------ Records supplied ------
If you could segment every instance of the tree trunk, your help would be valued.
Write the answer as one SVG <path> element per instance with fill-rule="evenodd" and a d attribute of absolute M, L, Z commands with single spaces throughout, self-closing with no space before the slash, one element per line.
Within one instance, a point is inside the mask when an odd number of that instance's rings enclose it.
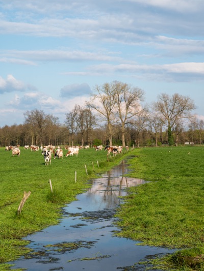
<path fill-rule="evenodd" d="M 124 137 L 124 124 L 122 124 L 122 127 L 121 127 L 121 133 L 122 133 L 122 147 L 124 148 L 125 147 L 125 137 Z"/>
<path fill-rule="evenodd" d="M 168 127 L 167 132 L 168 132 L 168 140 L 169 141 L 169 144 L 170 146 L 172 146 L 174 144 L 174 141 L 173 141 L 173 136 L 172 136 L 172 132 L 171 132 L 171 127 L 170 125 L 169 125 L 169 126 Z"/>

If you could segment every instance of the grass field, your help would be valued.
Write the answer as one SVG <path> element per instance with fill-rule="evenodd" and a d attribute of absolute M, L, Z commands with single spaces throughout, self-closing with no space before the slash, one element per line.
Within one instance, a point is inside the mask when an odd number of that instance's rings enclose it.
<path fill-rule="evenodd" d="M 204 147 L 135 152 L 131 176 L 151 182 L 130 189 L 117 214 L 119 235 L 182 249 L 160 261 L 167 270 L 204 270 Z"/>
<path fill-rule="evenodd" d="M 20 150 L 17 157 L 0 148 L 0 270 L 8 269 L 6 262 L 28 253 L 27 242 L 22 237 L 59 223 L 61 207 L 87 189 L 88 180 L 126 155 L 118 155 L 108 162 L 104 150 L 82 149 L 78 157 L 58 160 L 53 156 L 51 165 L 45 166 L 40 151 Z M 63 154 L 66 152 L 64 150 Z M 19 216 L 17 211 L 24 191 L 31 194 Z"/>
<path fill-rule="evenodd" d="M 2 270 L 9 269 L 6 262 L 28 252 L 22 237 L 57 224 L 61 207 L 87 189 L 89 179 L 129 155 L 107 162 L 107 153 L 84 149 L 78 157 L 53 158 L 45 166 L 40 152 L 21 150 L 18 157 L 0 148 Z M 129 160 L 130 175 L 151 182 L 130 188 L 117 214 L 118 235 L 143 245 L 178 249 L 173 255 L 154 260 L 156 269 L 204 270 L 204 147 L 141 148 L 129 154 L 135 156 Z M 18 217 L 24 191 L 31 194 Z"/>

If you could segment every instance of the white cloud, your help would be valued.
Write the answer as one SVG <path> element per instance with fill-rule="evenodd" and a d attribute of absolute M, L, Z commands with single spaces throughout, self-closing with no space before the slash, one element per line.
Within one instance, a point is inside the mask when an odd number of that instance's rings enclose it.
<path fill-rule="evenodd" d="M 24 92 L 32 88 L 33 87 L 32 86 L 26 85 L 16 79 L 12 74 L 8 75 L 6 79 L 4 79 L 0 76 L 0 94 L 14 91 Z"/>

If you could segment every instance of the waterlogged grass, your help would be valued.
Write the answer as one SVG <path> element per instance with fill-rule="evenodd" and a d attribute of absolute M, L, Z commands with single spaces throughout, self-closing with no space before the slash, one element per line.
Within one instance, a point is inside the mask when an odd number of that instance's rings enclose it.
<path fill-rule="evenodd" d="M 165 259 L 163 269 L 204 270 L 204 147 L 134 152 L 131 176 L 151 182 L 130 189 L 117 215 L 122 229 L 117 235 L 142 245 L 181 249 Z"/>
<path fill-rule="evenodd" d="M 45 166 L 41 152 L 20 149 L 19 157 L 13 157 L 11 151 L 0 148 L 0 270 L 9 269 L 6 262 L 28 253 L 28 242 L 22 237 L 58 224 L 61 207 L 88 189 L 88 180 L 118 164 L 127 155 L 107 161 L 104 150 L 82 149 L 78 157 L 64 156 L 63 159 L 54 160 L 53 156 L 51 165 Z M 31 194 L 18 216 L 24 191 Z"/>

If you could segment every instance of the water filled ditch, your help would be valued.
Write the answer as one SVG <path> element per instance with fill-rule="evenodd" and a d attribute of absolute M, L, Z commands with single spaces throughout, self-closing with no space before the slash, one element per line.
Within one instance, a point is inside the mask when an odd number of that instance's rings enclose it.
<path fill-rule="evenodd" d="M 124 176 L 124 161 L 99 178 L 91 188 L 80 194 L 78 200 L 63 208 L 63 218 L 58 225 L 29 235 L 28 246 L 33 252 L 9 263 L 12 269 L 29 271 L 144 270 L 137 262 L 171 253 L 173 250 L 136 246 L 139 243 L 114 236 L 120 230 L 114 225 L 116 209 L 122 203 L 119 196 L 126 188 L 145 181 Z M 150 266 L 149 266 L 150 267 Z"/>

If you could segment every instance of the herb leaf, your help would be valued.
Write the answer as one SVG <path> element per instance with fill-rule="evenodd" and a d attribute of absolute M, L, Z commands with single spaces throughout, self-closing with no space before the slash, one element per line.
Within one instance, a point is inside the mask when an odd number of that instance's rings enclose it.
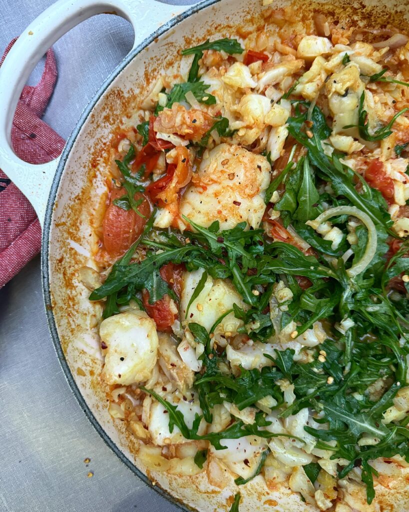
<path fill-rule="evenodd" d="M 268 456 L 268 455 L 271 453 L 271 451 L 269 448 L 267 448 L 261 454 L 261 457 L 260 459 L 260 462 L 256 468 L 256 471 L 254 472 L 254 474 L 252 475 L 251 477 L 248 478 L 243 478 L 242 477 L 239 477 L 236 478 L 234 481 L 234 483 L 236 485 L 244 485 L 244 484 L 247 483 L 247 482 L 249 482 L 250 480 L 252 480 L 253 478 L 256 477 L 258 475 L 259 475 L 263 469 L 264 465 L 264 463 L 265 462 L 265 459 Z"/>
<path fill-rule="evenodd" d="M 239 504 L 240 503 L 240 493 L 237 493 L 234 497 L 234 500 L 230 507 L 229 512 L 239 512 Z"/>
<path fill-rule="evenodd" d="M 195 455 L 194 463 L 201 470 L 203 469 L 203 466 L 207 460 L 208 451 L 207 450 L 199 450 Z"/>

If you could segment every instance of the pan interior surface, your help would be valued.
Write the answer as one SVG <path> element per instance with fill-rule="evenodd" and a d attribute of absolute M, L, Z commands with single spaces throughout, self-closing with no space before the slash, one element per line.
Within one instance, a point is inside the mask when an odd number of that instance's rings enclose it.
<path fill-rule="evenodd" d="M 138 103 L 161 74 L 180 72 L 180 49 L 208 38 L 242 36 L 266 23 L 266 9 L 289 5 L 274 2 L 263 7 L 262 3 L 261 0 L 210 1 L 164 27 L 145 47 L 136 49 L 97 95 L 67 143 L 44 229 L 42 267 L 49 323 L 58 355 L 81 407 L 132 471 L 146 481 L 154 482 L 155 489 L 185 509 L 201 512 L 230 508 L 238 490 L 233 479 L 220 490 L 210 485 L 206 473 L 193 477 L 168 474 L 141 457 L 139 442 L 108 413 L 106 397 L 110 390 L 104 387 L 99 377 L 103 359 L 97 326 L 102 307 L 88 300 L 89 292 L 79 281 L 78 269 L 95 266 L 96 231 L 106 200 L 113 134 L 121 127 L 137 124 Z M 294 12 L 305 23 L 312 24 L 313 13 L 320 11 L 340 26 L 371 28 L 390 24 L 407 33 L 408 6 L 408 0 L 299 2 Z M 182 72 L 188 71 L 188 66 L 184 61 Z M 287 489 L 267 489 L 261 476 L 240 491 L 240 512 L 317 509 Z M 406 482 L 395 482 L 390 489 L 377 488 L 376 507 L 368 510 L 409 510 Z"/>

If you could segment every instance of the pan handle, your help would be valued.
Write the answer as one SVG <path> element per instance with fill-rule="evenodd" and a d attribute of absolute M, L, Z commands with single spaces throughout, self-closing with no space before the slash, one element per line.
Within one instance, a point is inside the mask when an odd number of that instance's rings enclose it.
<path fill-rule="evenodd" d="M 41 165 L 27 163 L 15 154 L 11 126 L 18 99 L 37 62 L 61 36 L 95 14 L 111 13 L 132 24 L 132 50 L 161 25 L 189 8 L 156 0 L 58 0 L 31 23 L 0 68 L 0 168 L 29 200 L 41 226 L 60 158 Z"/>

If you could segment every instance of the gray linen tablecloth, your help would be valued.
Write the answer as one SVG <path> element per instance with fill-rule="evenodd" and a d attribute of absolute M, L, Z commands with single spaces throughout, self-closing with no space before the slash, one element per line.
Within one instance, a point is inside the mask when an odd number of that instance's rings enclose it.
------
Stated exercise →
Format everything from the start of the records down to the line containing "168 127 L 167" as a numbered list, skipping any blank lines. Leave the pictures out.

Complete output →
1. If you could segment every instance of the tree trunk, your help would be valued.
2. Write the answer as one SVG <path> element per instance with fill-rule="evenodd" and a d attribute of absolute M, L, Z commands with single spaces throughout, self-closing with no space before the slash, one element per line.
3. Within one instance, a point is inside the mask when an odd number of that instance's rings enclose it.
4. <path fill-rule="evenodd" d="M 124 137 L 124 124 L 122 124 L 122 127 L 121 127 L 121 133 L 122 133 L 122 147 L 124 148 L 125 147 L 125 137 Z"/>
5. <path fill-rule="evenodd" d="M 168 127 L 167 132 L 168 132 L 168 140 L 169 141 L 169 144 L 170 146 L 172 146 L 174 144 L 174 141 L 173 141 L 173 136 L 172 136 L 172 132 L 171 132 L 171 127 L 170 125 L 169 125 L 169 126 Z"/>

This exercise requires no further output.